▶ [Do this] Copy out exactly every line from the line containing "the green grass" until the records below end, inclusive of both boundary lines.

"""

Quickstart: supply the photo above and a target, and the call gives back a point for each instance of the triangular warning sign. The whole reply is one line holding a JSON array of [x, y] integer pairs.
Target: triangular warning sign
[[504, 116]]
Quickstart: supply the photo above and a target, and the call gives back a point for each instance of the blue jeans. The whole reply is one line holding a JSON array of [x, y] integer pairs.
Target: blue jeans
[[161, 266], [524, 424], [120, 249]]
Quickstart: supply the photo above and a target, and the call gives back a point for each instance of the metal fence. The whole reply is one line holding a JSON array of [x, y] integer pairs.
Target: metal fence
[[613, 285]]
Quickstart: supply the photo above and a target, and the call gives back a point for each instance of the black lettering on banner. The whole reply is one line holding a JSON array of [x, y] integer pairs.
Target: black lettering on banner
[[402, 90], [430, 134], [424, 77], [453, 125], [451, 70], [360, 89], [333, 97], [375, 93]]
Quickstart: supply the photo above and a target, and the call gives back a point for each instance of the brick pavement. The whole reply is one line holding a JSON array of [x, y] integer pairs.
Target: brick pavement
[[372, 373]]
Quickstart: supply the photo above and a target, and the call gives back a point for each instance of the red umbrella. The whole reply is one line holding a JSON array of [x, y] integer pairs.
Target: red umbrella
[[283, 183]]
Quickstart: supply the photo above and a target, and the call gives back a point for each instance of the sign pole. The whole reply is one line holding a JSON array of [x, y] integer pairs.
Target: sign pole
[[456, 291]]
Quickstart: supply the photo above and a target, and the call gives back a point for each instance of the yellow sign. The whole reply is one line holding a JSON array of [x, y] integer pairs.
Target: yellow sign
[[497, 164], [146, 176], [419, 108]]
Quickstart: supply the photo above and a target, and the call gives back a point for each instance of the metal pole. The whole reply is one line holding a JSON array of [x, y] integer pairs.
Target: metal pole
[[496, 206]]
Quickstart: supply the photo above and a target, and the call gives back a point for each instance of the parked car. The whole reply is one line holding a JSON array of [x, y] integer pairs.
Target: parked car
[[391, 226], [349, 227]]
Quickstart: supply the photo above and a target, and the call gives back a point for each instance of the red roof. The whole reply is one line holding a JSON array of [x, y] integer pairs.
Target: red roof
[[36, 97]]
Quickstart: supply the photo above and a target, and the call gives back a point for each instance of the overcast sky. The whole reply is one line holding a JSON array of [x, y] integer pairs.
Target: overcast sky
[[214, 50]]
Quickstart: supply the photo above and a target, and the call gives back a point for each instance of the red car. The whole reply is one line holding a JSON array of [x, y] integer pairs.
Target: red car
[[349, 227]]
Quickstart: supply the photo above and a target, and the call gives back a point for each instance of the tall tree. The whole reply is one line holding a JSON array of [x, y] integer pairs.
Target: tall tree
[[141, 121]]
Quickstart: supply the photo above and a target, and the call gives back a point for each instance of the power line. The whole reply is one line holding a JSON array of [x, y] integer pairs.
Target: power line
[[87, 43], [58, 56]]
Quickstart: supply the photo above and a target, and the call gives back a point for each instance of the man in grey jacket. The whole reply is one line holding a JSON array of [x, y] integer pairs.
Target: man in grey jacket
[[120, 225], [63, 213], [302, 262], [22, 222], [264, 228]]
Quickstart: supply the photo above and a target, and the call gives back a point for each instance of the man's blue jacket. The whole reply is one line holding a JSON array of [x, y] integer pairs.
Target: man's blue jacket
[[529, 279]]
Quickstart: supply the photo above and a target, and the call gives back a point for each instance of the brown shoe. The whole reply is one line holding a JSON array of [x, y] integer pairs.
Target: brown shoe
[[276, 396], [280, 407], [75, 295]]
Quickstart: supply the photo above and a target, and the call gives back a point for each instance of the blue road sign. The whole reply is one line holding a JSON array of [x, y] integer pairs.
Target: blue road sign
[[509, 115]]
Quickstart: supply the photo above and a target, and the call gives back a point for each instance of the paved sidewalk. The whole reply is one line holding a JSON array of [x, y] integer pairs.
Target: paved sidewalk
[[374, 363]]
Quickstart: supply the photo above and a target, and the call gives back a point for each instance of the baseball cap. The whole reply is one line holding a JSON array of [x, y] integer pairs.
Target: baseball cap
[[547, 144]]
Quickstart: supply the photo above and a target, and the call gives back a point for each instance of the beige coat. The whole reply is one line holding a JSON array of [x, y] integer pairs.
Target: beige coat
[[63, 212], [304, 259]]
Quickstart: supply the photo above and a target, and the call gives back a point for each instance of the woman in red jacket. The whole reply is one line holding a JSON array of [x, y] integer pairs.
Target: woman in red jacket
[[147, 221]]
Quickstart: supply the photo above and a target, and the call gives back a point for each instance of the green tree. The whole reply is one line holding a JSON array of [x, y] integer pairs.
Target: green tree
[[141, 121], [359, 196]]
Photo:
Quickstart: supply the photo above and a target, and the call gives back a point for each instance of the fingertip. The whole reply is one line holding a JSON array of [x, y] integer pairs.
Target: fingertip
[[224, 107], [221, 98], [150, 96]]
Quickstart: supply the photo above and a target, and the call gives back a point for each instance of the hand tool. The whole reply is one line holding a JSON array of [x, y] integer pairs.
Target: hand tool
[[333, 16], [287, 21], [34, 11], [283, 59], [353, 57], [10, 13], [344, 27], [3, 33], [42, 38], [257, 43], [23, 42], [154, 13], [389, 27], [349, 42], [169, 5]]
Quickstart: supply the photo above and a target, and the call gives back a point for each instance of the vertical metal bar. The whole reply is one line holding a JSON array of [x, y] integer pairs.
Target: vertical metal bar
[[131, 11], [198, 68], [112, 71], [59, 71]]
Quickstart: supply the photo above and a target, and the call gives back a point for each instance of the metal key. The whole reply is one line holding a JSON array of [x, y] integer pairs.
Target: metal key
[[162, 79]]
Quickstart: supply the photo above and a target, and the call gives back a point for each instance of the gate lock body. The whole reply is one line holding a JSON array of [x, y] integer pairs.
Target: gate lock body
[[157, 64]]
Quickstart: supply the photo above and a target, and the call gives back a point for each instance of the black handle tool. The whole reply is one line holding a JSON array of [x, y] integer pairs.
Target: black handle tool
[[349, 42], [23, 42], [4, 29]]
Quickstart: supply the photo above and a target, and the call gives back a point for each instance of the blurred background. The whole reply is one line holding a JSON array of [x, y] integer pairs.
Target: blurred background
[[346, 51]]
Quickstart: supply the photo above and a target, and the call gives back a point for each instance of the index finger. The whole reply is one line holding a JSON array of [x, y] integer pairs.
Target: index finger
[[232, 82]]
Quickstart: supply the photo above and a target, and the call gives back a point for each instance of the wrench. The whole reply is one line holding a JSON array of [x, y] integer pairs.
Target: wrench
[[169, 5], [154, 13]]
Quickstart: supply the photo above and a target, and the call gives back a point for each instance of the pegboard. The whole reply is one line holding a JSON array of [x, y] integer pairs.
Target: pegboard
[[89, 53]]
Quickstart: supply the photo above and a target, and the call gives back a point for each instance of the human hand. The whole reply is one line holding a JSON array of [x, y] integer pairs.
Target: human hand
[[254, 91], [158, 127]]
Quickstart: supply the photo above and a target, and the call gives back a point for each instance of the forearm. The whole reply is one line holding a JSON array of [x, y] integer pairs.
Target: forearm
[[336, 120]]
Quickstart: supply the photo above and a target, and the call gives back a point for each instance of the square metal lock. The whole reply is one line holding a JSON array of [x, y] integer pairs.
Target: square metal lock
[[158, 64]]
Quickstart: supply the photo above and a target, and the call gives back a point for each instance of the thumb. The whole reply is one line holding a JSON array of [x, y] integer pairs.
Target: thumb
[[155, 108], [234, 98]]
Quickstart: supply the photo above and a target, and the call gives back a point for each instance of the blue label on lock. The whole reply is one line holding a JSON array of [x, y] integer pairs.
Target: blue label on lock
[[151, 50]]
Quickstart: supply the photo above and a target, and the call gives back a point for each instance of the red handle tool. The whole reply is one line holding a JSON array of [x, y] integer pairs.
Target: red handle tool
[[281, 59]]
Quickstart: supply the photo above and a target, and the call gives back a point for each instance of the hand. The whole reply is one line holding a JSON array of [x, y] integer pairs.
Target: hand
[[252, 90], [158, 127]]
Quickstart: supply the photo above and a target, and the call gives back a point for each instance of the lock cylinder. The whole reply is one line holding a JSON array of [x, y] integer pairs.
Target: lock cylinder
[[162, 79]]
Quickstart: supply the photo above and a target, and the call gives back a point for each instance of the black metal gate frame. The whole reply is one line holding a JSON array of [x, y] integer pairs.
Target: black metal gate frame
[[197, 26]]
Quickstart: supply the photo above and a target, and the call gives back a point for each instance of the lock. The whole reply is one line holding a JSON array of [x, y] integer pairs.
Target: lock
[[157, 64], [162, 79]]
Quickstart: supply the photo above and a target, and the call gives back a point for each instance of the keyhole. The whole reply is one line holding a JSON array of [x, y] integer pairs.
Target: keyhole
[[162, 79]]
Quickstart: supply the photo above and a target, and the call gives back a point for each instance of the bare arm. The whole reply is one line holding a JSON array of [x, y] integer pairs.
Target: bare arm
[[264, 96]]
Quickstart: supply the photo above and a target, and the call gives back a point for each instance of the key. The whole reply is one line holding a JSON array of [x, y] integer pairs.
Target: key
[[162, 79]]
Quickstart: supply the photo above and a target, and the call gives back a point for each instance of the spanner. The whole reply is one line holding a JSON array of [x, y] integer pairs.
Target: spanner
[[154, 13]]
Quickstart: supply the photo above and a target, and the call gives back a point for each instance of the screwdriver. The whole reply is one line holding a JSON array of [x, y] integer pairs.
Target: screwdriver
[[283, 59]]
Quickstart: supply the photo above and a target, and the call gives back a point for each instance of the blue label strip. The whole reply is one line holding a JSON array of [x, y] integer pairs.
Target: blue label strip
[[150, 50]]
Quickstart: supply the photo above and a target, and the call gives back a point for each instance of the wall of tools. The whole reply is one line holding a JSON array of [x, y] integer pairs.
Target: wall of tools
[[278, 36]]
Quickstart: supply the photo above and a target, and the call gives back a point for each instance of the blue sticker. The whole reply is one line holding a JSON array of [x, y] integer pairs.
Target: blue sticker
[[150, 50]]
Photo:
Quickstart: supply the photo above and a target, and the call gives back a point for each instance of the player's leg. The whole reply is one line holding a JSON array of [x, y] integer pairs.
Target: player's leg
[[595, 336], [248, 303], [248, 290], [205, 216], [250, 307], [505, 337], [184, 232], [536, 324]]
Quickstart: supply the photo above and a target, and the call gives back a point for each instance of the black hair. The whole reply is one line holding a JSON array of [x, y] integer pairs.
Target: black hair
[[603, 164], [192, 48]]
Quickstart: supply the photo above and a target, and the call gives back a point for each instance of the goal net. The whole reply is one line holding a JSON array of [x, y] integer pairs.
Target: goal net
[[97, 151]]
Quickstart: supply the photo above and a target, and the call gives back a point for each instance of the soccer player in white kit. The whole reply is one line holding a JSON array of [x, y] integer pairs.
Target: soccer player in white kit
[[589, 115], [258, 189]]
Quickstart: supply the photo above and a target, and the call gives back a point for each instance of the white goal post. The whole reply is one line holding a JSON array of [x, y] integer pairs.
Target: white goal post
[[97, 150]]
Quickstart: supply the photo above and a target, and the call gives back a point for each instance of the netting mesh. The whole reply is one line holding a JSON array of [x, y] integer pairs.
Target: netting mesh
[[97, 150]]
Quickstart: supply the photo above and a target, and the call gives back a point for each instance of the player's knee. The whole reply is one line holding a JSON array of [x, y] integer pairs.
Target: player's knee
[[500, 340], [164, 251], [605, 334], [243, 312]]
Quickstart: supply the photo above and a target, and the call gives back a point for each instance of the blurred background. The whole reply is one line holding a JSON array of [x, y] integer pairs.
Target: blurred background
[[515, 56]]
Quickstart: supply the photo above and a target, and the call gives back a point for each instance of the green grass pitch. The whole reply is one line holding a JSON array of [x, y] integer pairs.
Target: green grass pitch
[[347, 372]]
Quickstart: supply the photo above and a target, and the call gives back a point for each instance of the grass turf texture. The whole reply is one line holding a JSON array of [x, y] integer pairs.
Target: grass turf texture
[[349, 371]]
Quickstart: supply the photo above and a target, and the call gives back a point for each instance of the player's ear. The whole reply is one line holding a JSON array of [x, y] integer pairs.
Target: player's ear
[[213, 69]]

"""

▶ [Answer below]
Quickstart: supply the photo above and a target, and the call gives back a point for each instance of the green grass pitch. The whole reply is one line holding a JSON array of [x, y] integer pairs.
Target: green grass pitch
[[347, 372]]
Quickstart: supply the photo above and a target, and the call gives back a point for each instance of the grass turf texture. The whole reply is one line holding a JSON array of [x, y] integer pairs.
Target: grass turf texture
[[349, 371]]
Quickstart: supply the photo above and a target, and the call gives back a point for each instance of the player's ear. The whole reply is one line holding a JSON array of [x, y] integer pairs.
Target: player's ear
[[213, 69]]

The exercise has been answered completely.